▸ **Work order**:
Would you repeat each of the lines below exactly?

BEGIN

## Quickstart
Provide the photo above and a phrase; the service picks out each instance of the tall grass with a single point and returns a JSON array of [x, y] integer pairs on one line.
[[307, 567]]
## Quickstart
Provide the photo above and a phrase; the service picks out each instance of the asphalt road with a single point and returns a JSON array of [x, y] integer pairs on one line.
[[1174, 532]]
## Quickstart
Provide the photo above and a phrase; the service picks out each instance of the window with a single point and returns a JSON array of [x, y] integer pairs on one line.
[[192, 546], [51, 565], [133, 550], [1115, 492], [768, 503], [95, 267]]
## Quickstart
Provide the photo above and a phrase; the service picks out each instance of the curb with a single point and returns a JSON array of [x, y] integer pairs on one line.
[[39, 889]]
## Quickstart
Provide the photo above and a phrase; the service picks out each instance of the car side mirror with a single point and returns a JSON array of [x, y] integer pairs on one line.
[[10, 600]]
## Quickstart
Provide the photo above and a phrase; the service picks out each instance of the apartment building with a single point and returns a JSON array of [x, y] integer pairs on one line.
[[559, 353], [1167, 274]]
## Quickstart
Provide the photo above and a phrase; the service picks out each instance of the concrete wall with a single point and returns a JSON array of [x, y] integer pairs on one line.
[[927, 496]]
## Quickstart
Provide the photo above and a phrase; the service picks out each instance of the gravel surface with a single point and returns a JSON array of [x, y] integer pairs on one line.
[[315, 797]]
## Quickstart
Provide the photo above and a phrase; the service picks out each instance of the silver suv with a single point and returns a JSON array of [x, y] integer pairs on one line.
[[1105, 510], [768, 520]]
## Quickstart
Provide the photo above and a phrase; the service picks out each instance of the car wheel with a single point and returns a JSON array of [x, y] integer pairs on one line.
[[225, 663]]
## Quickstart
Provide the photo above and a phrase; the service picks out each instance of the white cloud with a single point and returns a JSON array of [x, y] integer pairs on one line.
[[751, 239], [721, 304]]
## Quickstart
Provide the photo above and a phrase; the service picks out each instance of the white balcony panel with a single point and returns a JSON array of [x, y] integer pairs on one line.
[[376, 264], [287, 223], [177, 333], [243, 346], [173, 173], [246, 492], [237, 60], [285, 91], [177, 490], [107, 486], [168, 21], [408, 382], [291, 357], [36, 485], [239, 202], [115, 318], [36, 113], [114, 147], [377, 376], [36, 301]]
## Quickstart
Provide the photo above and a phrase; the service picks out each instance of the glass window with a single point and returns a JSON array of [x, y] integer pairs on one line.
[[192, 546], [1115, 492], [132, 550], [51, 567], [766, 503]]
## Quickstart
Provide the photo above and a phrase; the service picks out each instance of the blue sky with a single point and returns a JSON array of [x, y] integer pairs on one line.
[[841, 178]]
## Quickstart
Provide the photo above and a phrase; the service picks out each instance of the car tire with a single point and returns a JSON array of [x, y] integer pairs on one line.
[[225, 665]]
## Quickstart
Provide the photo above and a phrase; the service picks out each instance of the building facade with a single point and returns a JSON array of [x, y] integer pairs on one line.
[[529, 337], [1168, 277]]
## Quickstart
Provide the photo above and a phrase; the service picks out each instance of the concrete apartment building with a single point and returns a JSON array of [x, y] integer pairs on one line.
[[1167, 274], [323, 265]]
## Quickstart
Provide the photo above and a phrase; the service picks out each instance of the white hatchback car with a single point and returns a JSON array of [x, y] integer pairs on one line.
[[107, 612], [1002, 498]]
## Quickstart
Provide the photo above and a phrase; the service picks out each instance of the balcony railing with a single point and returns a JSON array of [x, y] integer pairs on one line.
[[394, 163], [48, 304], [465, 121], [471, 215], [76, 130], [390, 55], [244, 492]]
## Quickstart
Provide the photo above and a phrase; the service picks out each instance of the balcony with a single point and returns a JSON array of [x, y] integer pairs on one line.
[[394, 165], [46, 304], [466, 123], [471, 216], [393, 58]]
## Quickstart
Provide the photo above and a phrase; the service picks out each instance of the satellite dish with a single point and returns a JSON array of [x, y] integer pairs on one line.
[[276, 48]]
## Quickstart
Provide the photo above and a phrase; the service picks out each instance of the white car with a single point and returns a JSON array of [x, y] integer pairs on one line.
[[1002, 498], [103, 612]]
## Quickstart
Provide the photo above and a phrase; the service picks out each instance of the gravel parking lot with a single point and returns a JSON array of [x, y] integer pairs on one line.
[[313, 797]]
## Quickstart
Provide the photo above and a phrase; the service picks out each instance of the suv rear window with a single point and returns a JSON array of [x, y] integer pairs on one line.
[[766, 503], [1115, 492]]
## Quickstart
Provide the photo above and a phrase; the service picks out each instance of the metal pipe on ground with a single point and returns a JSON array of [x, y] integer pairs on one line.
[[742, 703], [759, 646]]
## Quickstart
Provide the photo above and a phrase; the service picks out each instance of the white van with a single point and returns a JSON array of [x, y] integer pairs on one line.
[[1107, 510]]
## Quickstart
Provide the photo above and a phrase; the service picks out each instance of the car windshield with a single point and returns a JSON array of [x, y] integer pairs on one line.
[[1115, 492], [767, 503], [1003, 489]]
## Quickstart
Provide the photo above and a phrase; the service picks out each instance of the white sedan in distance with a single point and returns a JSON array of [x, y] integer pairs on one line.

END

▸ **Exercise solution**:
## Quickstart
Provide the photo above and a phrase; the service picks out each instance of the tall grass with a single point and returns a JSON array of [x, y] integer pairs on one line.
[[307, 567]]
## Quickstart
Provide the photo above and a phrase; the service picks out each instance of the asphalt road with a single point and returns a JSON array of [x, y] integer pairs on one line.
[[1174, 532]]
## Quickstart
Provide the photo above and a phrase; the service picks out each instance of the window with a single point and returns a JSON array of [x, y] integer pairs on one line.
[[192, 546], [51, 565], [133, 550], [1115, 492], [768, 503], [95, 267]]
## Quickstart
Provide the photo above and a phrase; the service picks out each instance of the curb with a single point and returns a JSON array of [x, y] integer pairs on one line.
[[39, 889]]
## Quickstart
Provide the photo above and a phrase; the service picks out each instance of the car side mirror with a single point and returns a JSON array of [x, y] integer pairs on one line.
[[10, 600]]
## Quickstart
Provide the photo above and a phrase; the service picks out each instance of the apartment building with a single point and returns a JSON array of [x, y] integer pairs on one line.
[[559, 353], [1167, 274]]
## Quickstart
Provide the photo above and a phrase; the service picks out each instance of the concrete wall with a single point and returns a JSON array of [x, y] integer pairs on one line.
[[927, 496]]
## Quickstart
Provide the photo above and a phrase; the service picks out each instance of the gravel surface with a single point and returns a JSON array of [x, y] integer pairs on one line.
[[315, 797]]
## Quickstart
Provide the photo above and a phrase; the service picks out each instance of the silver suv with a single point and returns a JSON array of [x, y] integer pairs on one line.
[[1105, 510], [768, 520]]
## Quickstart
Provide the photo above and a phrase; the service picks out each instance of the car wheel with a single point and returns a JSON array of [x, y] integer pairs on one line.
[[225, 663]]
## Quickstart
Provide the photo above and a phrase; the service picks out each instance of the white cloud with a single point and returns a JSON array of [x, y] integer pairs on one line.
[[751, 239], [721, 304]]
## Quickstart
Provide the photo above and a phrase; the service picks out each instance of the white balcony panel with a single point and returns a JSON array of [x, y] integer pairs on one line.
[[376, 264], [287, 223], [177, 333], [243, 346], [173, 173], [246, 492], [237, 60], [285, 91], [177, 490], [107, 486], [168, 21], [408, 382], [291, 357], [36, 485], [239, 202], [115, 318], [36, 113], [114, 147], [377, 376], [36, 301]]
## Quickstart
Provide the photo above and a phrase; the service picks out each instance of the glass window with a single point and returns a JSON array of [x, y] integer pairs on one line.
[[192, 546], [1115, 492], [132, 550], [51, 567], [766, 503]]
## Quickstart
Provide the photo above and a phrase; the service picks out each instance of the blue sky with a single point and returns a JSON array of [x, y] integer pairs on one line.
[[841, 178]]
## Quickstart
Provide the photo above and a phrase; the service picks out each instance of the car tire with a single point and returns a JSON array of [x, y] integer pairs on one line.
[[225, 665]]
## Quickstart
Provide the photo above and a phrase; the service picks out each instance of the building facade with a single point and returns a JSON array of [x, y] integer pairs on one line.
[[529, 337], [1168, 277]]
## Quickstart
Provide the photo above and a phrase; the service picks out each instance of the concrete apartment building with a single point and returns a JSON array of [x, y] integer pairs on one line.
[[1167, 274], [323, 265]]
## Quickstart
Provide the photo above and a phrase; the service picks out each instance of the white hatchback car with a single point and returns a JSON array of [x, y] integer pairs on one line.
[[107, 612], [1002, 498]]
## Quickstart
Provide the photo above and a phrase; the service picks out each instance of the balcony railing with a single point and returns a JSON array of [x, y] integer pairs on one line.
[[394, 163], [48, 304], [465, 121], [471, 215], [76, 130], [390, 55], [244, 492]]
## Quickstart
Provide the photo above and a phrase; the service picks out each instance of the balcony with a single point and returns a JSON array of [x, y] integer pairs on one line.
[[394, 165], [46, 304], [466, 123], [471, 216], [393, 58]]
## Quickstart
Provide the photo above and a phrase; the service picks out each instance of the satellite dish with a single point and returns a JSON array of [x, y] integer pairs on one line.
[[276, 48]]
## Quickstart
Provide the photo above and a phrase; the service picks out each instance of the white car with a single point and returns a JSON array of [x, y] integer pairs on one line.
[[1002, 498], [103, 612]]
## Quickstart
Provide the photo above and a phrase; the service picks out each instance of the gravel parking lot with a single point and returns a JSON array of [x, y] integer pairs on one line.
[[313, 797]]
## Quickstart
Provide the photo above and a phrase; the service picks out each instance of the suv rear window with a single point and returns a JSON array of [x, y] integer pairs on one line.
[[766, 503], [1115, 492]]
## Quickstart
Provide the photo above and a phrase; the service picks out each instance of the metal pipe on ground with a single point and returns a JSON array of [x, y] integer pairs on one line.
[[742, 703], [759, 646]]
## Quickstart
Provide the photo above and a phrase; the service picks out each instance of the white van with a single point and returns a JSON array of [x, y] integer pairs on one line.
[[1107, 510]]
## Quickstart
Provide the photo above and a phrase; the service picks out each instance of the car windshield with a single point and returns a JSON array of [x, y] integer pairs on one line.
[[1115, 492], [767, 503], [1003, 489]]
## Quickstart
Provide the photo above and a phrase; the service picks out each instance of the white sedan in distance with a single point and returns a JSON array of [x, y] integer pairs on one line.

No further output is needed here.